** Begin Excerpted data **
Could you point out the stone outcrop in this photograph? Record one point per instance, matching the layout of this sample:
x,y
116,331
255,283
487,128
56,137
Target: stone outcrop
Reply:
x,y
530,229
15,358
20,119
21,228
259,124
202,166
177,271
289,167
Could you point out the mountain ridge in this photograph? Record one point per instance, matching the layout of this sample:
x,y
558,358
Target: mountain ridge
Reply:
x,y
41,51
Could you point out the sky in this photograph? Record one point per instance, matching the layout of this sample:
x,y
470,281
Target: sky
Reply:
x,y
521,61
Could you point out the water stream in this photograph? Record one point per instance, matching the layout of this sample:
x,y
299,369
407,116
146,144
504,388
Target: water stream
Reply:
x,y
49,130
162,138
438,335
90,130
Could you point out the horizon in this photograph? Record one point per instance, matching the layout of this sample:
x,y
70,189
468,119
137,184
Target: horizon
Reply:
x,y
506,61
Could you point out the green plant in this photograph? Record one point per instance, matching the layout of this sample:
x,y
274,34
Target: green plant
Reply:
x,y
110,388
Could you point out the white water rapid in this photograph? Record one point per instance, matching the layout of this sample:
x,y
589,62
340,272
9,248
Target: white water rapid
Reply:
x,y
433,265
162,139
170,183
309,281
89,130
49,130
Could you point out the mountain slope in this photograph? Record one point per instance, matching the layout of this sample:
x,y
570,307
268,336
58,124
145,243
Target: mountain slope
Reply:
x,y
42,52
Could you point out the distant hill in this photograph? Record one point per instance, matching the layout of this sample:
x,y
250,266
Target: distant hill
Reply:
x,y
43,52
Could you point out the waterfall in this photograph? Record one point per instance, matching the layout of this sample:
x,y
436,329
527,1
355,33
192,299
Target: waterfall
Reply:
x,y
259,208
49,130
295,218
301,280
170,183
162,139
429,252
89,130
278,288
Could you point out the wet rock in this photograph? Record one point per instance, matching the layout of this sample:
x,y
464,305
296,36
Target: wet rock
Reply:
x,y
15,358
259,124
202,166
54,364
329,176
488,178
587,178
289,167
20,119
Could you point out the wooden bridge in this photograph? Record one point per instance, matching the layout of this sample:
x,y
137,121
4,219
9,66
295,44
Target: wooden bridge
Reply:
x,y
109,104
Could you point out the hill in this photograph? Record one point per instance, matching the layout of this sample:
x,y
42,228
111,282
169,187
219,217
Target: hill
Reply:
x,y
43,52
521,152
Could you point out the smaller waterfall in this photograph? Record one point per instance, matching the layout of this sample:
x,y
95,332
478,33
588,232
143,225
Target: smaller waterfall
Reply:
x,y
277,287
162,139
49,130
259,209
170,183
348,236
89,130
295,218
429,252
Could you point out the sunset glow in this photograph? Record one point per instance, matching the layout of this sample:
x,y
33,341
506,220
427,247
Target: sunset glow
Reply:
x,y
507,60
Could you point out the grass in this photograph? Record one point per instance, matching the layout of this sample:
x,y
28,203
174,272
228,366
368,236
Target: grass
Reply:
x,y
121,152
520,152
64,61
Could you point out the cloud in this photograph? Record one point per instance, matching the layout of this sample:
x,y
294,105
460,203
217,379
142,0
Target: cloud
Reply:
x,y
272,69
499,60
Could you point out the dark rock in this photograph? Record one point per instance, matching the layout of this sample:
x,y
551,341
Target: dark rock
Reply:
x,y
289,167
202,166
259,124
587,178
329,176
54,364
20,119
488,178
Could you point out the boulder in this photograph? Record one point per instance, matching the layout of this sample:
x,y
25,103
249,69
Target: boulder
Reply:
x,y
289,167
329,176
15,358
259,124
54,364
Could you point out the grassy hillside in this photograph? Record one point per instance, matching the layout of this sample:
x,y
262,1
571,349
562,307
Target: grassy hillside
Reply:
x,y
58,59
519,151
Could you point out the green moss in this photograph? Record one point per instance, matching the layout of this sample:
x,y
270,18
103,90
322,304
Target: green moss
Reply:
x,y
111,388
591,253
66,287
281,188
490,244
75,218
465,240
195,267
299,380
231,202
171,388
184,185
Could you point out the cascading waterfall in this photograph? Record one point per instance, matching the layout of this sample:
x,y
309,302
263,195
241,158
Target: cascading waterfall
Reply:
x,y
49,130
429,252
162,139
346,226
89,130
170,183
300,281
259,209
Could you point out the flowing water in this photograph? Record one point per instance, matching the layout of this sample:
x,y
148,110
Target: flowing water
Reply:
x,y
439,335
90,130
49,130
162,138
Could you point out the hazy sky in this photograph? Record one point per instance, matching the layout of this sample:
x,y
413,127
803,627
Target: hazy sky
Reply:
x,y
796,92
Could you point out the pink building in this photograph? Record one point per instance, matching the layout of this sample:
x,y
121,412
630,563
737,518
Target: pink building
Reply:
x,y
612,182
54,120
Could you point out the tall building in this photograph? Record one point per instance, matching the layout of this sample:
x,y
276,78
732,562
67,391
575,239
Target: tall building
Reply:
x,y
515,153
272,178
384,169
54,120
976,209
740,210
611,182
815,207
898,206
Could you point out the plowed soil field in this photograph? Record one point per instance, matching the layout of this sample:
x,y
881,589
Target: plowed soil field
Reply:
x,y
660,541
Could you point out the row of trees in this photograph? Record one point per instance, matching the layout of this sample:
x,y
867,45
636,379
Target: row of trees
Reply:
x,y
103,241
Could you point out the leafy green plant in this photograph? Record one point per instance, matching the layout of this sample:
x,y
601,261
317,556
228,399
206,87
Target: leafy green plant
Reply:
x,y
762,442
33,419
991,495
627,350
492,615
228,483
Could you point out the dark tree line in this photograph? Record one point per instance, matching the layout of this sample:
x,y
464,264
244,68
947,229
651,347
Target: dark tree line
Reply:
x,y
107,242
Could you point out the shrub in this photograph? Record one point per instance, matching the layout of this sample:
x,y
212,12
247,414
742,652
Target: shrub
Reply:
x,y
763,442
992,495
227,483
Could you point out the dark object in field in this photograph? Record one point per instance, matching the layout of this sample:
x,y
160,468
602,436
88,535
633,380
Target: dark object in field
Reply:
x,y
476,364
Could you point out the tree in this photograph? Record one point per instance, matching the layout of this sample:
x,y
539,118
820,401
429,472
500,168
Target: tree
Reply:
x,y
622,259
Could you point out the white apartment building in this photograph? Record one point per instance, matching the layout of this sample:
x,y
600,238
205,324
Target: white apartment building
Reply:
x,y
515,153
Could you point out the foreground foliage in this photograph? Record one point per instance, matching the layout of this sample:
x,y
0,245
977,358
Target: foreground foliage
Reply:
** End Excerpted data **
What is being asked: Repeat back the data above, exact to the last character.

Answer below:
Could you point out the stone outcrop in this photograph? Record one point per instance, matching the layout of this sample:
x,y
116,331
255,283
487,128
56,137
Target: stone outcrop
Reply:
x,y
530,229
15,358
20,119
21,228
259,124
202,166
177,271
289,167
Could you point out the mountain ridge in this photograph? Record one point per instance, matching the layout of this sample:
x,y
558,358
Target: mountain ridge
Reply:
x,y
41,51
Could you point out the sky in this photograph? Record one point per instance, matching the layout of this sample:
x,y
470,281
Target: sky
Reply:
x,y
521,61
Could you point out the water stream in this photograph? Record one point per instance, matching the layout of this sample:
x,y
299,369
407,116
146,144
504,388
Target: water stream
Reply:
x,y
49,130
162,138
438,335
90,130
Could you point out the horizon in this photograph? Record one point per instance, matching the layout of this sample:
x,y
70,189
468,119
137,184
Target: horizon
Reply:
x,y
506,61
Could you point out the green plant in this photograph? Record one point per instance, matching the layout of this sample:
x,y
274,34
Target: green plant
Reply:
x,y
110,388
Could you point out the white water rapid in this photograph? Record one point per instance, matching the layout of this sample:
x,y
589,62
340,272
9,248
Target: white water rapid
Reply:
x,y
433,265
162,139
170,183
309,281
89,130
49,130
Could you point out the mountain slope in this photograph? Record one point per instance, matching the layout of this sample:
x,y
570,307
268,336
58,124
145,243
Target: mountain slope
Reply:
x,y
42,52
Could you point out the distant hill in this photograph? Record one point per instance, matching the layout of this sample:
x,y
250,266
Target: distant hill
Reply:
x,y
43,52
Could you point out the waterfall in this photograph? Record one point per instance, matching the layout of this sample:
x,y
436,329
527,1
355,33
192,299
Target: waterfall
Reply:
x,y
259,208
49,130
295,218
301,280
170,183
162,139
429,252
89,130
278,288
Could you point out the wet rock in this photograph? Record one point per instance, matching the layout of this sample:
x,y
464,305
296,36
Target: wet rock
Reply:
x,y
15,358
259,124
202,166
54,364
329,176
488,178
587,178
289,167
20,119
Could you point out the wooden bridge in this photograph? Record one point per instance, matching the layout of this sample:
x,y
137,121
4,219
9,66
295,44
Target: wooden bridge
Reply:
x,y
109,104
Could you point out the hill in this photograph? Record one point per instance, matching the layout of this sample:
x,y
42,228
111,282
169,187
219,217
Target: hill
Reply:
x,y
43,52
521,152
Could you point out the smaller waterfall in this photograph? Record one point per instance, matching the layout of this sample:
x,y
95,332
478,33
588,232
143,225
Target: smaller waterfall
Reply:
x,y
277,287
162,139
49,130
259,209
170,183
348,236
89,130
295,218
429,252
Could you point out the sunset glow in this photograph? Record one point per instance, matching the layout of this sample:
x,y
33,341
506,220
427,247
Target: sunset glow
Reply:
x,y
507,60
Could you point out the grass in this photograph? Record one point per instance, matching the layout of this sample:
x,y
28,203
174,272
228,366
368,236
Target: grass
Reply:
x,y
121,152
520,152
64,61
Could you point out the cloud in this photograph? Record one point per instance, matching the layout of this sample:
x,y
294,105
460,203
217,379
142,0
Target: cloud
Reply:
x,y
272,69
499,60
Could you point out the dark rock in this photograph? Record one point per instance, matching the layout of this sample:
x,y
551,341
Target: dark rock
Reply:
x,y
289,167
202,166
259,124
587,178
329,176
54,364
20,119
488,178
Could you point out the boulder in this photograph? Record one point per instance, matching the layout of this sample:
x,y
25,103
249,69
Target: boulder
Reply:
x,y
289,167
329,176
15,358
259,124
54,364
Could you point out the grassy hillside in this photograph? Record one point per instance, matching the layout of this sample:
x,y
262,1
571,349
562,307
Target: grassy hillside
Reply:
x,y
58,59
519,151
Could you point out the green moss in this photograph? Record one point per instance, matching the layout of this sample:
x,y
270,18
103,90
322,304
Target: green moss
Reply:
x,y
111,388
591,253
66,287
281,188
490,244
75,218
465,240
195,267
299,380
231,202
171,388
184,185
Could you point out the cascading waterfall in this photograph? Record one point per instance, matching the layout of this sample:
x,y
309,302
263,195
241,158
Target: cascading waterfall
Reply:
x,y
49,130
429,252
162,139
346,226
89,130
170,183
300,281
259,209
Could you point out the flowing water in this photograph? Record one point per instance, matching the layout of this sample:
x,y
148,110
Target: flowing water
Reply:
x,y
439,335
90,130
49,130
162,138
Could you point out the hazy sky in this photograph? Record one point per instance, matching the layout of this sample:
x,y
413,127
803,627
Target: hazy sky
Reply:
x,y
796,92
Could you point out the pink building in this photograph? Record one point per instance, matching the layout of this sample:
x,y
121,412
630,563
737,518
Target: pink building
Reply:
x,y
612,182
54,120
Could you point out the tall building in this photograph? Record one point per instance, matching the layout of this sample:
x,y
276,78
732,562
67,391
575,239
Target: tall building
Reply:
x,y
515,153
272,178
384,169
54,120
976,209
740,210
611,182
815,207
898,206
Could you point out the plowed soil field in this photograph? Record one point per instance, matching the layout of this sample:
x,y
881,589
Target: plowed soil field
Reply:
x,y
660,541
Could you point out the row of trees in this photograph? Record one point per instance, matching the layout of this sample:
x,y
867,45
636,379
Target: row of trees
Reply:
x,y
103,241
Could you point out the leafy green plant in this photograph? Record one point per instance, matching the layout of this sample:
x,y
601,261
317,556
228,399
206,87
Target: leafy green plant
Reply:
x,y
762,442
33,419
991,495
627,350
492,615
228,483
Could you point out the dark tree line in this photograph? Record one point per instance, matching the layout of this sample:
x,y
464,264
244,68
947,229
651,347
Target: dark tree line
Reply:
x,y
107,242
Could you point out the shrub in this photograph? Record one point per instance, matching the layout of this sample:
x,y
212,12
247,414
742,652
Target: shrub
Reply:
x,y
763,442
992,495
227,483
Could you point out the dark object in field in this photograph? Record one point per instance, matching the layout of this sample:
x,y
160,468
602,436
88,535
633,380
Target: dark object in field
Reply:
x,y
476,364
Could you point out the tree in this photograph? Record one point per instance, matching the layout of this sample:
x,y
539,118
820,401
429,472
500,168
Target: tree
Reply:
x,y
622,259
Could you point out the white apartment building in this photograph? Record one point per instance, matching the layout of this sample:
x,y
600,238
205,324
Target: white apartment building
Reply:
x,y
515,153
Could you point out the foreground foliage in this photograph? Record one point per instance, matching the layout of this sample:
x,y
0,245
977,358
Target: foreground foliage
Reply:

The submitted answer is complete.